▶ **YOUR TASKS**
- a) In the court opinion excerpt, what deadline did the court set for a response showing grounds to continue Chesshir's appeal?
- b) Continue the court opinion excerpt from its last sentence.

▶ **SOURCE TEXT**
+ + + + +

Boss Hoss and Chesshir filed a motion for new trial, which was overruled by operation of law, and this appeal
timely ensued.

II. ISSUES PRESENTED

In its first issue, Boss Hoss asserts that Wells Fargo did not prove that Boss Hoss breached the Dealer
Agreement. Boss Hoss contends that it perfected Wells Fargo's security interest in its second issue. In issue
three, Boss Hoss argues that, if it did not perfect Wells Fargo's security interest, its failure to do so was excused
as a matter of law. Finally, Boss Hoss asks that the case be remanded so that it can recover attorneys' fees in
issue four.

III. ANALYSIS

A. Dismissal of Chesshir's Appeal

The pleadings, judgment, and notice of appeal filed in the trial court all reference both Boss Hoss and Chesshir
as parties. But the appellate brief filed by Boss Hoss in this court lists only Boss Hoss as a party; Chesshir is not
included as a party. On September 9, 2009, this court notified the parties that we would consider dismissal of
Chesshir's appeal for want of prosecution if no party filed a response on or before September 21, 2009, showing
meritorious grounds for continuing the appeal. This letter additionally advised Chesshir that he could join Boss
Hoss's brief. No response was filed to this letter. Thus, we order Chesshir's appeal dismissed for want of
prosecution.

+ + + + +

▶ **SUPPLIED RECORDS**
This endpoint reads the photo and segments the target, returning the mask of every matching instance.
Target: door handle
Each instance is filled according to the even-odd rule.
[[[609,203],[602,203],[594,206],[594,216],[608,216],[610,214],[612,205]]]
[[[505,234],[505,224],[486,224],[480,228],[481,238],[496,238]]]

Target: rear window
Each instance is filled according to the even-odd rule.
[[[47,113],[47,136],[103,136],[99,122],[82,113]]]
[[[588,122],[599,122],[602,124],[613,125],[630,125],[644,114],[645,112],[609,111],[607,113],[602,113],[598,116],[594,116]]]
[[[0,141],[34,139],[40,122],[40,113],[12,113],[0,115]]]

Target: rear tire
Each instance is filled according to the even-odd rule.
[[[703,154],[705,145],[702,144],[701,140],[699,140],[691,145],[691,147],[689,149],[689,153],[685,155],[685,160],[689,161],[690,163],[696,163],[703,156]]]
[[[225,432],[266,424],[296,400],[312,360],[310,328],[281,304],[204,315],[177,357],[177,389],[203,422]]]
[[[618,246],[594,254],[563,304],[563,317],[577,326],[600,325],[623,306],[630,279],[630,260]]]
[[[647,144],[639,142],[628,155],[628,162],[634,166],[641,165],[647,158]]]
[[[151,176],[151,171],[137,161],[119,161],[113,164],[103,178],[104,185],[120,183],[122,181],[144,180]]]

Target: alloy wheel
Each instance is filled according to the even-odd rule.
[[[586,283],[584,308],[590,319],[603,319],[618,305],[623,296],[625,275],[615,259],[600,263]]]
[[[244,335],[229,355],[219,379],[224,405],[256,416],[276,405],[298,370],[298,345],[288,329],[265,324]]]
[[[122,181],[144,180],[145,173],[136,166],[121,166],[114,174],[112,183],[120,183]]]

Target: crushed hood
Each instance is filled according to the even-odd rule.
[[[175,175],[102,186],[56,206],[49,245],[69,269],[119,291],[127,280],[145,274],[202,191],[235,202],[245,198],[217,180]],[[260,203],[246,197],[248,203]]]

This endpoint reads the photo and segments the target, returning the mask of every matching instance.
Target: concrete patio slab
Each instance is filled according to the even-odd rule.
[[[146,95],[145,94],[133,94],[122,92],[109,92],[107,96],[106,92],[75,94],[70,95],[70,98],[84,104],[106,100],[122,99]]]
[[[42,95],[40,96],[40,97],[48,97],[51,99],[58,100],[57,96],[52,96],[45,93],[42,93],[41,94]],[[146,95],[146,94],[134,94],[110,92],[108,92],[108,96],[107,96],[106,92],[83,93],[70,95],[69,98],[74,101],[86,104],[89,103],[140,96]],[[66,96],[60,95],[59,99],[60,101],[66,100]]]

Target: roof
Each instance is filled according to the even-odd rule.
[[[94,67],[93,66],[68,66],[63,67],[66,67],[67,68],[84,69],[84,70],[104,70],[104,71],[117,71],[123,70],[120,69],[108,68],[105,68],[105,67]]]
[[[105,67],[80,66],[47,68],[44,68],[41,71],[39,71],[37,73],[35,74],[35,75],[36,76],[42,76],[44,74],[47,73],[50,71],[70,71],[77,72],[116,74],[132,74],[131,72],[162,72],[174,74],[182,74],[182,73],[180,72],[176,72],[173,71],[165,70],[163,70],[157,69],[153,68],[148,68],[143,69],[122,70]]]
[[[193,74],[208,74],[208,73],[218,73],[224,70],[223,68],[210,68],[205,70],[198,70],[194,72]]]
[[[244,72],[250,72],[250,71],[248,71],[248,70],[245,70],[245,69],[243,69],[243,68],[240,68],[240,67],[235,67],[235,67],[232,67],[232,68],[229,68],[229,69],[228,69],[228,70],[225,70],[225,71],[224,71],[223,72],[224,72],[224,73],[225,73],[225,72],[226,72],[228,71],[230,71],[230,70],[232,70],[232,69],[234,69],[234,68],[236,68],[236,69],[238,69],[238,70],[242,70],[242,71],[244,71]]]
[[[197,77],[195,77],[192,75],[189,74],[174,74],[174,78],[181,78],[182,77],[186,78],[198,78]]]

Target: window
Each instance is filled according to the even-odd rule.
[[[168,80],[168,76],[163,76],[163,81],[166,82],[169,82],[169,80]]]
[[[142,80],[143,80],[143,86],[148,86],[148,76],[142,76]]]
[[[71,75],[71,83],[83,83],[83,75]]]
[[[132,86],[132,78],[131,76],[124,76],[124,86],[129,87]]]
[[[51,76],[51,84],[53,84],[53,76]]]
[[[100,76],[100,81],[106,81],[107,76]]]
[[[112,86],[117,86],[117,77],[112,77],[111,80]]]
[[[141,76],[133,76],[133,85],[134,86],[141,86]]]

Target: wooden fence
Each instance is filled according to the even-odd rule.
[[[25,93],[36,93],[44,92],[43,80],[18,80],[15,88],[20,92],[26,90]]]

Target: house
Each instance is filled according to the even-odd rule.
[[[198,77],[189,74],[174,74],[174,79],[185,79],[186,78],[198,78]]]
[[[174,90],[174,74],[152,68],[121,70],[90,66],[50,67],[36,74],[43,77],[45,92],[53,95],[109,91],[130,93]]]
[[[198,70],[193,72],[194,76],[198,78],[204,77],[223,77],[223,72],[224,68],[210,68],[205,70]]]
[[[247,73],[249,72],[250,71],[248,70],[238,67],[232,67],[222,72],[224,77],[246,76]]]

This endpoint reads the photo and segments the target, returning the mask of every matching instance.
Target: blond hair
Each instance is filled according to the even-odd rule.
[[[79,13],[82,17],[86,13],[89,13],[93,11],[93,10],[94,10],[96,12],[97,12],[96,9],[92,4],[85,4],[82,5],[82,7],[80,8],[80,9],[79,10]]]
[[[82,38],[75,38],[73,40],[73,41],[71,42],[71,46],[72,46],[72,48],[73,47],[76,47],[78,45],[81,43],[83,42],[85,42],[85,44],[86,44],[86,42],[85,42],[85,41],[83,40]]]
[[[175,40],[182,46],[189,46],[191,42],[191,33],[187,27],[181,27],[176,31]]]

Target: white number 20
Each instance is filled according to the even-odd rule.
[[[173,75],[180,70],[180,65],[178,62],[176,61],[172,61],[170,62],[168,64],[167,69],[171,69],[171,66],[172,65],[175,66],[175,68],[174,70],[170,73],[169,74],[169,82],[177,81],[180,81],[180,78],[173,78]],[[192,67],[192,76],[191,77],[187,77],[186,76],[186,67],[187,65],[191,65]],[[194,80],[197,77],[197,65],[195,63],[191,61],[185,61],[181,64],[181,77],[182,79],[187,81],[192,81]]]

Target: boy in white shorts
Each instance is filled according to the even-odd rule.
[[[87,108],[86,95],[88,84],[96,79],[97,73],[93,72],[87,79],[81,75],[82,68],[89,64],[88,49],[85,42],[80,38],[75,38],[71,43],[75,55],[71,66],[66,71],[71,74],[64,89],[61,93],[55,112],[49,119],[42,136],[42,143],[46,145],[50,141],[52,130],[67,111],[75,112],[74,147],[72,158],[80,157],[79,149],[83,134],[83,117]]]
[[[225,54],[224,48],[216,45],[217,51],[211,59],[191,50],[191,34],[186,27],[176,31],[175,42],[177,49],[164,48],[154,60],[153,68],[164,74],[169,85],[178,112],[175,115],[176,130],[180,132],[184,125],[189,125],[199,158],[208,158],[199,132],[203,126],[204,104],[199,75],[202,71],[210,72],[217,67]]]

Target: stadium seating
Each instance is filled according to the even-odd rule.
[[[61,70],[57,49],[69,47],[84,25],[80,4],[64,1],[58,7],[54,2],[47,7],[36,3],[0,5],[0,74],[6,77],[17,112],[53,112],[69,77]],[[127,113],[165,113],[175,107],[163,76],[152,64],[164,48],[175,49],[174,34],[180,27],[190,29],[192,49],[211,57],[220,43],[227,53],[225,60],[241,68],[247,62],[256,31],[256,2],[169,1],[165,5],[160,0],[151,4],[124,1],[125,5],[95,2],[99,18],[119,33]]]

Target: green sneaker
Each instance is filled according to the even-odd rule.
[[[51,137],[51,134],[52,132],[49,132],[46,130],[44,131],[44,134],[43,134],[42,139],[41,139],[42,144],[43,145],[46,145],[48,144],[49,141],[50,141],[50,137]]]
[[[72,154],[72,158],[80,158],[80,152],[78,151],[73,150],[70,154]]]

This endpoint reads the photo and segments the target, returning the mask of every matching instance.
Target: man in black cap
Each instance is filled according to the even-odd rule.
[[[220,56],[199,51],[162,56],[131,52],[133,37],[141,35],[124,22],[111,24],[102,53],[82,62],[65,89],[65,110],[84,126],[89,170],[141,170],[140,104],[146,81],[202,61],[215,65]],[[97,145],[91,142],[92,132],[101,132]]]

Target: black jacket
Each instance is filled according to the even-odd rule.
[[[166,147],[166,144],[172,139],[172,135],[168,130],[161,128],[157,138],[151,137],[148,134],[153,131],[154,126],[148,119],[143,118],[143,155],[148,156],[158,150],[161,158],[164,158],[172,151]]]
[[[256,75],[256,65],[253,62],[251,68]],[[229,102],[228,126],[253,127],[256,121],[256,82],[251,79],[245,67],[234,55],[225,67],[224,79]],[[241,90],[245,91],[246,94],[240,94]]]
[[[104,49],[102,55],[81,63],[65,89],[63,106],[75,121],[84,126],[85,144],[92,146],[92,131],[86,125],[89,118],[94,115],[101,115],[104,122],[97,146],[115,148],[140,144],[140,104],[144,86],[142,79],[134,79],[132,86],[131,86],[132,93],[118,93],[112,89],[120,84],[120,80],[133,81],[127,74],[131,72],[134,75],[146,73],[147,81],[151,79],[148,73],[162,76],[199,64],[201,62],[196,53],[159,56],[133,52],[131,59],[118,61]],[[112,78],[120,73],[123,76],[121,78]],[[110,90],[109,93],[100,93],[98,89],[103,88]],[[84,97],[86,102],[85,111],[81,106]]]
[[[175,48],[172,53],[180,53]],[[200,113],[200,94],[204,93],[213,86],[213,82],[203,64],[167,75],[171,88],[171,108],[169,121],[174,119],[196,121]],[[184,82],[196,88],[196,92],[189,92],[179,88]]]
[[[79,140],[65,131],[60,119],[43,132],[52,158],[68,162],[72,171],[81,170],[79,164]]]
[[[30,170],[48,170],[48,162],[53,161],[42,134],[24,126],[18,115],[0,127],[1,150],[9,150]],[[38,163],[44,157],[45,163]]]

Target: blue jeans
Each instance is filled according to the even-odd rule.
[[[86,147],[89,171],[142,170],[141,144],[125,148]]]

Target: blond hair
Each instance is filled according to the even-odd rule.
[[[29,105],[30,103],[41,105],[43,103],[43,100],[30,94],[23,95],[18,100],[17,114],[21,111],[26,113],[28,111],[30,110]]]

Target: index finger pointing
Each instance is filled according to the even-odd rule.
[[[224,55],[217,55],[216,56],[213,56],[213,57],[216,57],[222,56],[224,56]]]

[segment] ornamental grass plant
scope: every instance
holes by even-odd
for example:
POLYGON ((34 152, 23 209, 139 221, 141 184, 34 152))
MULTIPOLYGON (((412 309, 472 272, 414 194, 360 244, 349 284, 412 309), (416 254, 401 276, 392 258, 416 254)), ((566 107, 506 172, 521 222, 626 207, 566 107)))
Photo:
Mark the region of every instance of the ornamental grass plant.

+ + + + +

▶ **THE ANSWERS**
- a) On or before September 21, 2009.

- b)
B. Perfection of Security Interest

Boss Hoss's second and third issues specifically concern whether it perfected Wells Fargo's security interest in
the motorcycle. These issues appear to be challenges to the trial court's pre-trial partial summary judgment that
Missouri law applies to this dispute and that Boss Hoss failed to perfect Wells Fargo's security interest in the
motorcycle under Missouri law. But Boss Hoss provides no argument or authority regarding a choice-of-law issue.
Thus, to the extent that these challenges relate to the trial court's choice-of-law determinations, they are
inadequately briefed and are waived. See Tex. R. App. P. 38.1(i) ("The brief must contain a clear and concise
argument for the contentions made, with appropriate citations to authorities and to the record."); see also Priddy
v. Rawson, 282 S.W.3d 588, 595 (Tex. App.-Houston [14th Dist.] 2009, pet. denied) (stating that it is not the duty
of an appellate court to perform an independent review of the summary-judgment record for evidence supporting
an appellant's position).

Further, the questions presented to the jury did not concern whether Boss Hoss perfected Wells Fargo's security
interest in the motorcycle subject to the retail-installment contract. Instead, the questions the jury was asked
concerned whether Boss Hoss failed to comply with its agreement with Wells Fargo and whether this failure, if any,
was excused. Neither the Dealer Agreement nor the Guarantee Letter required Boss Hoss to perfect Wells
Fargo's security interest; instead, both required Boss Hoss to provide evidence to Wells Fargo that the security
interest was perfected. Thus, rather than considering whether Boss Hoss "perfected" Wells Fargo's security
interest in the motorcycle, we confine our review to the issues actually before the jury: whether Boss Hoss
breached its agreement with Wells Fargo, and if so, whether the breach was excused.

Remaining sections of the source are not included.